> [Written instruction]: Using the entries below, output exactly the line containing "wooden beam, put" and all lines that follow it to the end.

□ □ □

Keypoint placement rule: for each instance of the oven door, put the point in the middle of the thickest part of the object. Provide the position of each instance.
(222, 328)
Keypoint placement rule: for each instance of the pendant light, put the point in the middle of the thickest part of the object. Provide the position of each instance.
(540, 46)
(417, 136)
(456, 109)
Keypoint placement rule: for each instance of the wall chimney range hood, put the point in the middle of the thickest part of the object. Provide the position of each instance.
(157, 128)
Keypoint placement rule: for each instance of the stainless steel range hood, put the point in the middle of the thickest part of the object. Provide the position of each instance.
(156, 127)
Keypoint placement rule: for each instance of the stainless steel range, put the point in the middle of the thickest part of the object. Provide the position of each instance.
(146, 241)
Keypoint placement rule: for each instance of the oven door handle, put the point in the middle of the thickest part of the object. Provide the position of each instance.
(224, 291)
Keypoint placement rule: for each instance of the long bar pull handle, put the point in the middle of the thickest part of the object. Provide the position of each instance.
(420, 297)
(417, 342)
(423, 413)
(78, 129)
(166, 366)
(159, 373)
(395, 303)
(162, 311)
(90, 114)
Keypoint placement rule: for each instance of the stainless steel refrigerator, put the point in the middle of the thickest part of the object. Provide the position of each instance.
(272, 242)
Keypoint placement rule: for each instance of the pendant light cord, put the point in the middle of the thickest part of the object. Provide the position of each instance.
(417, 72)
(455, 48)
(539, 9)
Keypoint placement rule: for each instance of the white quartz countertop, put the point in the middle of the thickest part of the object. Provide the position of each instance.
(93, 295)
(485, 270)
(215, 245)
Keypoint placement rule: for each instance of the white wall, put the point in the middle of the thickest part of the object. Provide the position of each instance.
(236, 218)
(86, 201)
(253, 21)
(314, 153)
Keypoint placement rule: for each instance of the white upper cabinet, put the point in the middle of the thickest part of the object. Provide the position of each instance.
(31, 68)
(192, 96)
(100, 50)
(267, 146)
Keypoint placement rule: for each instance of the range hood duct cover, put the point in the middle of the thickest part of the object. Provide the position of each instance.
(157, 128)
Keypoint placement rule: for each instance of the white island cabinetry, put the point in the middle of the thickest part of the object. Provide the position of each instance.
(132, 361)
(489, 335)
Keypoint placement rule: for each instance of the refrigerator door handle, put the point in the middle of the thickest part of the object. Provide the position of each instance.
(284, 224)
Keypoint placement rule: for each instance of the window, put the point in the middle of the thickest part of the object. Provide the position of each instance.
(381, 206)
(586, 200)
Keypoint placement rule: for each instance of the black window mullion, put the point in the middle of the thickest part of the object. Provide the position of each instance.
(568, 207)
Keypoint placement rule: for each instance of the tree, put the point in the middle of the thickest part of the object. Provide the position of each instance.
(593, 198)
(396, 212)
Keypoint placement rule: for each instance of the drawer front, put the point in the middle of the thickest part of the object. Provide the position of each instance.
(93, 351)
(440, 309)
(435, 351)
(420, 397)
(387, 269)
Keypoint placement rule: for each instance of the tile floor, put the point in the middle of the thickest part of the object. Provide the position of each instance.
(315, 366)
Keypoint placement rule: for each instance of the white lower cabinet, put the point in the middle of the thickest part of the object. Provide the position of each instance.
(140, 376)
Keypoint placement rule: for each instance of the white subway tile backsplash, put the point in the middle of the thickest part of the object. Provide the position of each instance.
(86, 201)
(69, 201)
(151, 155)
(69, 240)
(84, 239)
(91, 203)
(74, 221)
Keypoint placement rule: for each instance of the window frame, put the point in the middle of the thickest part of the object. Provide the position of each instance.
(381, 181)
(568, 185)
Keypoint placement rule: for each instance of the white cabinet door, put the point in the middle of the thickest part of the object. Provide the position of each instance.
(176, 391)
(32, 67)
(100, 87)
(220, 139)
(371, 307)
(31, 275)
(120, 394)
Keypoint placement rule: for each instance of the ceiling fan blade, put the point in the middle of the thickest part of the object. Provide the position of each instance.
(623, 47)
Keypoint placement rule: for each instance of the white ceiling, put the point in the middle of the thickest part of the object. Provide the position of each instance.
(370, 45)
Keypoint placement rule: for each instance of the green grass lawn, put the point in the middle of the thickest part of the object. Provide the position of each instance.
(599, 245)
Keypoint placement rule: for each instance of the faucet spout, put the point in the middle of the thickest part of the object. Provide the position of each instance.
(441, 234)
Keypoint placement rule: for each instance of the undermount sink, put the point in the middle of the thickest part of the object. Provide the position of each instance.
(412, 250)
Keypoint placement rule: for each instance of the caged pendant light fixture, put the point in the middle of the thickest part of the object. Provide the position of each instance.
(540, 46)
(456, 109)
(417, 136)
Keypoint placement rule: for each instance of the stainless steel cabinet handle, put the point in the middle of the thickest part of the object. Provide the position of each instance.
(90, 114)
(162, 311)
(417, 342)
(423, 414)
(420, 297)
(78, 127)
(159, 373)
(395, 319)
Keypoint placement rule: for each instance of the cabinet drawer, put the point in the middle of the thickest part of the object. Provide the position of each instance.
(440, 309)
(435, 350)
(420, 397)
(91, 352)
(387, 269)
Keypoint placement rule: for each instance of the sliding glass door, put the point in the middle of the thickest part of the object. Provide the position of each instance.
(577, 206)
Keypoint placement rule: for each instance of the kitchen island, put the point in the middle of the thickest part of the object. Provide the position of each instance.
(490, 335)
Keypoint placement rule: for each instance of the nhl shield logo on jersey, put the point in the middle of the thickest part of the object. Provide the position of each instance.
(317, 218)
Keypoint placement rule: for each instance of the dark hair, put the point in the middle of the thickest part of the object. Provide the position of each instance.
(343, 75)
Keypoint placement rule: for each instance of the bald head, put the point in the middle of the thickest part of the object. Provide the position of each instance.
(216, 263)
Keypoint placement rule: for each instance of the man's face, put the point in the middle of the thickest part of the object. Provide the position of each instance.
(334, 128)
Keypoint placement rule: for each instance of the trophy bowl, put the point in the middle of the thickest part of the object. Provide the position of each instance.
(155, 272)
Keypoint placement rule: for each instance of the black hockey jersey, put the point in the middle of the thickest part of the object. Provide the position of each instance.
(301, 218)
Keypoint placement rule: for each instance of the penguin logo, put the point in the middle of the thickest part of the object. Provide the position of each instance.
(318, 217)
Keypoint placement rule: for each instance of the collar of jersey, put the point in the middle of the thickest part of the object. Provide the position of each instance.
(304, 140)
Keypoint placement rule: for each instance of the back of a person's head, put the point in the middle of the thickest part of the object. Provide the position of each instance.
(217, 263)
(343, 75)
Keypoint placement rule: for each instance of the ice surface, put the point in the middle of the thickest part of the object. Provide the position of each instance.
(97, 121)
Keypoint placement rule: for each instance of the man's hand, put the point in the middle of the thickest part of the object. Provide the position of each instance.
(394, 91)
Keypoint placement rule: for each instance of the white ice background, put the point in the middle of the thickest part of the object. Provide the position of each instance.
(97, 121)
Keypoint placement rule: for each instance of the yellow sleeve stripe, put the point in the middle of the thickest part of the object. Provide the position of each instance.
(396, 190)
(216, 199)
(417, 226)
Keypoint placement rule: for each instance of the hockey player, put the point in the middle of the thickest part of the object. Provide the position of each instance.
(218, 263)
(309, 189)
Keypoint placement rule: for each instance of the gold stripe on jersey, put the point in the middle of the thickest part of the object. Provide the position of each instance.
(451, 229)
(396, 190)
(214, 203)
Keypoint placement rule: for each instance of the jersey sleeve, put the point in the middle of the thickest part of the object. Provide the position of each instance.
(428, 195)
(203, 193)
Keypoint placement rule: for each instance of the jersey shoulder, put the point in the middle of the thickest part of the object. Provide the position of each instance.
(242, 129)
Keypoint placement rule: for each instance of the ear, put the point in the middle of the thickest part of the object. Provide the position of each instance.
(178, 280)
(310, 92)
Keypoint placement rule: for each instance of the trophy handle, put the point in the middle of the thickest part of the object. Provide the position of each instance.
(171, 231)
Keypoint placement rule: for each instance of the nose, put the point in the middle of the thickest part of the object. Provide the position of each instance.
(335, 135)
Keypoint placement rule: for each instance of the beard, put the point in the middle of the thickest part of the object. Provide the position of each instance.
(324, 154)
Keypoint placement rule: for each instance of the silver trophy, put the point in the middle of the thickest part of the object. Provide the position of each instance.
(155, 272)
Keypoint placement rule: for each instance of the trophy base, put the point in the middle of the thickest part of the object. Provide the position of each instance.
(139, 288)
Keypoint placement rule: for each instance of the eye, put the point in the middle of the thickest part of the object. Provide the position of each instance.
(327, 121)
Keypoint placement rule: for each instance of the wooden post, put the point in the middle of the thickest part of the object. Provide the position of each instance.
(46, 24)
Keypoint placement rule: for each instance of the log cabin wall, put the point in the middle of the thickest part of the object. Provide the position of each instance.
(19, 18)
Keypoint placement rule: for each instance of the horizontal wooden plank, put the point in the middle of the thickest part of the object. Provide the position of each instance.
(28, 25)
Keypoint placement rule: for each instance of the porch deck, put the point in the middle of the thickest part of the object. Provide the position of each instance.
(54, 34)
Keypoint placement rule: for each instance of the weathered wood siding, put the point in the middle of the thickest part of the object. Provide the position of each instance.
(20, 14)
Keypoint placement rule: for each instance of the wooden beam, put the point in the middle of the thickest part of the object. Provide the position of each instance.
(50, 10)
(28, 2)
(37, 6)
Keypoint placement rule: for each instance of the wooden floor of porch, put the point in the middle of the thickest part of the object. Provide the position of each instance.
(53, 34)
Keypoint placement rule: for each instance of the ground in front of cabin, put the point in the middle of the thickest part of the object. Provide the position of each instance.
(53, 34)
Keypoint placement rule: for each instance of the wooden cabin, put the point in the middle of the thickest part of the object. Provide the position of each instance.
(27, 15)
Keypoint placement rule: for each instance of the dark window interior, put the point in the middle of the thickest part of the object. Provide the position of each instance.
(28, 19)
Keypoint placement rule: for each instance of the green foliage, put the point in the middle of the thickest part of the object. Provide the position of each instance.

□ □ □

> [Solution to this problem]:
Keypoint placement rule: for each instance of the wooden beam, put the point in the middle of the thickest part of the object. Provide the position of each instance.
(50, 10)
(28, 2)
(37, 6)
Keypoint placement rule: for each instance of the wooden floor of porch, put the point in the middle of the thickest part of the object. Provide the position of each instance.
(53, 34)
Keypoint placement rule: for each instance of the ground in front of cabin, put the point in the middle of the thickest part of the object. Provide the position of each instance.
(53, 34)
Keypoint placement rule: for each instance of the wooden cabin, put the point in the middle of the thickest part of the object. Provide the position of each instance.
(27, 15)
Keypoint placement rule: for each instance of the dark window interior, put the point in the middle of the thickest part of the object. Provide the position of each instance.
(28, 19)
Keypoint placement rule: for each instance of the green foliage, put the point in the middle of the thickest part of the object. Provide the position of each instance.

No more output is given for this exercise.